# [Exercise goal]
How many lines of the items below contain the string "twine"? Matching is case-sensitive, and the reply should be only the number.
======== Rows
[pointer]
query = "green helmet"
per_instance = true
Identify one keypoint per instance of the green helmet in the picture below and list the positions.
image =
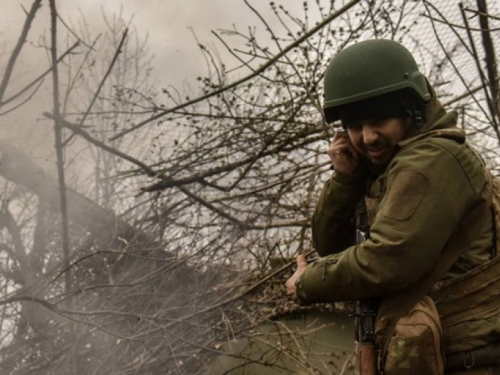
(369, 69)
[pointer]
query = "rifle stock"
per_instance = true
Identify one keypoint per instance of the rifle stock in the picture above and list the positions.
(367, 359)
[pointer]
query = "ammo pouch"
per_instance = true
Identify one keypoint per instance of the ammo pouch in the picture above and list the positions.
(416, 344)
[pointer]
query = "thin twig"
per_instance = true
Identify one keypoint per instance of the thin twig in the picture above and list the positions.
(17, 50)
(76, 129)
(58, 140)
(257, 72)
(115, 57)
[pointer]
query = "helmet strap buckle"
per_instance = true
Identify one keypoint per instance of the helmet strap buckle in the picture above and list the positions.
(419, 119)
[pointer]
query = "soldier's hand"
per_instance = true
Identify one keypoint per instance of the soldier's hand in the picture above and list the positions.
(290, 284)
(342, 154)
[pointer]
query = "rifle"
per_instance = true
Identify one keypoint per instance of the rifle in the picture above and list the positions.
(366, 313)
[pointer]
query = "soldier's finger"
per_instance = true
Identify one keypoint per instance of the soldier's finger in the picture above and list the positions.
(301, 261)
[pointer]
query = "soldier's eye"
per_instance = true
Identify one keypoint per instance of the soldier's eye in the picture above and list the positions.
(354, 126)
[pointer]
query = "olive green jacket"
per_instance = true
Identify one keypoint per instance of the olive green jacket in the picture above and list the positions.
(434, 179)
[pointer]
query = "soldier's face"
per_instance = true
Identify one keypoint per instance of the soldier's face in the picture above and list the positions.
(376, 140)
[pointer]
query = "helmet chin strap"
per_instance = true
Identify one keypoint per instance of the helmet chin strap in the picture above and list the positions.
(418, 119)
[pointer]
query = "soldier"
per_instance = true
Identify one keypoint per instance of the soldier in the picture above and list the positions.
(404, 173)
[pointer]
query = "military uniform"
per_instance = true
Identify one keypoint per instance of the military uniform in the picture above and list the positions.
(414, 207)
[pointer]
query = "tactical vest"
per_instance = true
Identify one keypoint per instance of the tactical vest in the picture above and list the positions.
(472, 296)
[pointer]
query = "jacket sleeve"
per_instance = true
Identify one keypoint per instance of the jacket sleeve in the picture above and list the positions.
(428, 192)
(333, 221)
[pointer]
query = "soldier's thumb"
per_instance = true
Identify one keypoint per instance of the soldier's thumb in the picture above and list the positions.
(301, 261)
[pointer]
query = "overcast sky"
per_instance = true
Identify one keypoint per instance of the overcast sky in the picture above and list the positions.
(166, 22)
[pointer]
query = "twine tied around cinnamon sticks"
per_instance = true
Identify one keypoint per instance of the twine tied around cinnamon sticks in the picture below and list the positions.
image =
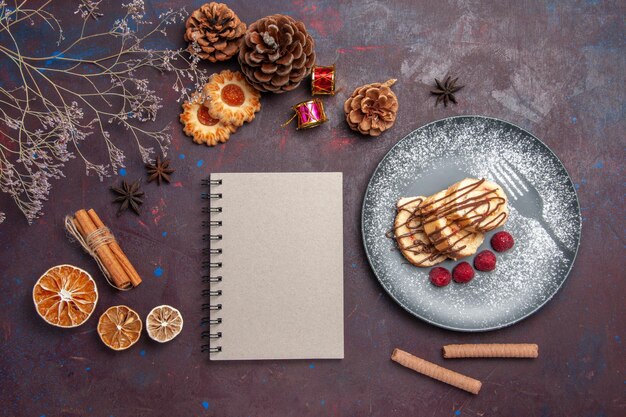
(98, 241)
================
======== Rows
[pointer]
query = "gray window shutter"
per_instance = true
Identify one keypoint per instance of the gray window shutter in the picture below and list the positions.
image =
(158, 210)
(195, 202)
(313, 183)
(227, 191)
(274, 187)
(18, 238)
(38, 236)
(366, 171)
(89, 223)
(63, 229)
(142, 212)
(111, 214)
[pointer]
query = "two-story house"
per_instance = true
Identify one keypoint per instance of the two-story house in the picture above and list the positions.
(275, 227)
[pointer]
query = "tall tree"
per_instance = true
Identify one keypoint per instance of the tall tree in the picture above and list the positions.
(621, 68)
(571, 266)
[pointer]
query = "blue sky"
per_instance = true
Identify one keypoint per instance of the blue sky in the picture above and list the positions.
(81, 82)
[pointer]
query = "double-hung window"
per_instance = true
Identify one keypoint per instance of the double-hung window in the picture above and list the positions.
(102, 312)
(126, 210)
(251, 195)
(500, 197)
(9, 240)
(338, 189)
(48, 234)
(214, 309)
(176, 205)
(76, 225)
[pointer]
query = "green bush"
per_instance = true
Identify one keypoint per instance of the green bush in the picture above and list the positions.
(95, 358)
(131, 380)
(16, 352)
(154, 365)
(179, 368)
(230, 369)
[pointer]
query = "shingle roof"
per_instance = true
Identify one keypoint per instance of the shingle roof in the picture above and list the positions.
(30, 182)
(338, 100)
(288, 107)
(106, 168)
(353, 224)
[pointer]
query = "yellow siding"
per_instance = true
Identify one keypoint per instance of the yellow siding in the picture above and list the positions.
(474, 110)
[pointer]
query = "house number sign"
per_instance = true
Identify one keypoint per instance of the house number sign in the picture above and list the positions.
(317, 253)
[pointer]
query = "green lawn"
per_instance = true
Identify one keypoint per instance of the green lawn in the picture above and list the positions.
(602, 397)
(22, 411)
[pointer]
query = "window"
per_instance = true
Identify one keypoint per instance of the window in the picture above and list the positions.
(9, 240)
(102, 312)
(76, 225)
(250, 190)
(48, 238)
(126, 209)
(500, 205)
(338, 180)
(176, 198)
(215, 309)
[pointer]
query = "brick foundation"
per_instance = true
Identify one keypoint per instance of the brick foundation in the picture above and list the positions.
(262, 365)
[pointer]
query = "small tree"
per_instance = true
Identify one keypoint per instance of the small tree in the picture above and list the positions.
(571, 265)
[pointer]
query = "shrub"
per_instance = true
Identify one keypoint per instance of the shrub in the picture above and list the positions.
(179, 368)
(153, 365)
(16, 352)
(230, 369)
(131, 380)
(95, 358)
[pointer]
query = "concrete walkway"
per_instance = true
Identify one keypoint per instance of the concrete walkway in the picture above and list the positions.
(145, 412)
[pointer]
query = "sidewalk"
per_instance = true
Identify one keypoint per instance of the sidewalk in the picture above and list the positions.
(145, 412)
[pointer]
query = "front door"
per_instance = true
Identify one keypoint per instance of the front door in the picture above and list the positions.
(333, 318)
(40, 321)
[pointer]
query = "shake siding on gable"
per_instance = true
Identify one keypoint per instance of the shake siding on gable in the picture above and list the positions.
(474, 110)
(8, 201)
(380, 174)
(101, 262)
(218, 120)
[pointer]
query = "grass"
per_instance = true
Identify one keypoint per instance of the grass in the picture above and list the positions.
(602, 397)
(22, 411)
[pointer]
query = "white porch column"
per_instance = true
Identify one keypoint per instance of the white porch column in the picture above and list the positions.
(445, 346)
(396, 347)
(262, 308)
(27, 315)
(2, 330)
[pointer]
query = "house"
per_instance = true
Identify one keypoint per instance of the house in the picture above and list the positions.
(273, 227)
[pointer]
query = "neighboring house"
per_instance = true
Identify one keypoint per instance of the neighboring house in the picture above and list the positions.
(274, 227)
================
# [Output of the task]
2